◆ **Task directions**
Go through the entries and set each one down exactly.

▬▬▬▬▬▬

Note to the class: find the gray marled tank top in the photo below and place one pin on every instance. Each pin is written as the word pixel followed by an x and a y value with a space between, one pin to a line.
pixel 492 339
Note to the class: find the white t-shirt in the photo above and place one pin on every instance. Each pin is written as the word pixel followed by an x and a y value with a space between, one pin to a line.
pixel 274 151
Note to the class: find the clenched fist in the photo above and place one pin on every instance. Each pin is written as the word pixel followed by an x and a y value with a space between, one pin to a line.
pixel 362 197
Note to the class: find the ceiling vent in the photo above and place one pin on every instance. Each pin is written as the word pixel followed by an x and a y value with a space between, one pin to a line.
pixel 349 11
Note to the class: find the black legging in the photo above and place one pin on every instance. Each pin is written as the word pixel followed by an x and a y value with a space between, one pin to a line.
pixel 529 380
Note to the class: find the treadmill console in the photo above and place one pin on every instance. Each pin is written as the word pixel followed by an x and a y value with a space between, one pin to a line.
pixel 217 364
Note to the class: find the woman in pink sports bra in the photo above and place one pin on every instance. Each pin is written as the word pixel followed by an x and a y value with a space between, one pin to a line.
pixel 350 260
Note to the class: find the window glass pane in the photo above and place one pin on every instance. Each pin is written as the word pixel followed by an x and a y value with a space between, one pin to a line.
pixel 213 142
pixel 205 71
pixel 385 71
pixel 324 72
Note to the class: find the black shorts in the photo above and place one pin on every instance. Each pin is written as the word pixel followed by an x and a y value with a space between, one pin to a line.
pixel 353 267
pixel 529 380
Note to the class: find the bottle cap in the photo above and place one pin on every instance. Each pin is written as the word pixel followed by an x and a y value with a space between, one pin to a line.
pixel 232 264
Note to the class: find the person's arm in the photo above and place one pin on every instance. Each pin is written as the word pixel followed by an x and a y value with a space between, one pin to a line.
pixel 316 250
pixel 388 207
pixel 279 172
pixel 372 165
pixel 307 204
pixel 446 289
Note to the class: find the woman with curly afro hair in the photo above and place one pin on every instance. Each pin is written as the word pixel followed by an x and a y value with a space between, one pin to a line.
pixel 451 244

▬▬▬▬▬▬

◆ **Answer to the problem**
Note to the class: find the gray marled tank top in the photo below and place one pin on every instance. Each pin is written as the word pixel followed by an x and a y value with a space between, one pin to a line.
pixel 492 339
Note to the class: find the white t-shirt in the photo above and place one pin on every instance. Each pin is written as the word pixel followed by an x and a y value with a space between, one pin to a line.
pixel 274 151
Note to the class: find the clenched fist in the photo above and place one pin on every instance. Each pin is written as the word pixel followed by an x and a y value with a space between, one pin to a line.
pixel 362 197
Note to the class: find the ceiling vent in the photo above and place one pin on every instance. Each pin is written as the word pixel followed by an x and a y value with a space between, one pin to a line.
pixel 349 11
Note to the class: find the black legging in the photo above and place one pin on every instance. Each pin is written as the word pixel followed by an x and a y value with a space between, one pin to a line.
pixel 529 380
Note to the class: find the treadmill console in the photo above and place one pin on every instance. Each pin is written as the word pixel followed by an x and a y value with a space between, one pin to a line.
pixel 217 364
Note to the class: find the woman in pink sports bra in the photo above and place one pin on every instance. Each pin is written as the word pixel followed by an x and a y value with a space between, one pin to a line.
pixel 350 260
Note to the class: find the window glass pane in the photo above and place one pin on every instance. Each pin is written as the word pixel followed by an x and a y value with a space between, one pin to a line.
pixel 213 142
pixel 205 71
pixel 385 71
pixel 324 72
Note to the class: find the black shorts in the photo above and place one pin on every instance. Each pin is written as the word pixel followed by an x and a y value with a space between, one pin to a line.
pixel 353 267
pixel 529 380
Note to the class: find the bottle cap in the photo above and place one pin on every instance. Each pin is written as the word pixel followed by an x and a y value with a space between, one pin to a line.
pixel 232 264
Note to the class: find the person's arm in the photo above and place one pin on every instance. Each pin is written as the word pixel followed by an x and a y value with a space between, one pin to a line.
pixel 316 250
pixel 388 207
pixel 279 172
pixel 372 165
pixel 307 204
pixel 446 289
Note to the class: find the woman with curly afro hair in the photo above and place one pin on every instance. Each pin is written as the word pixel followed by an x and a y value with a space between, one pin to a line.
pixel 451 244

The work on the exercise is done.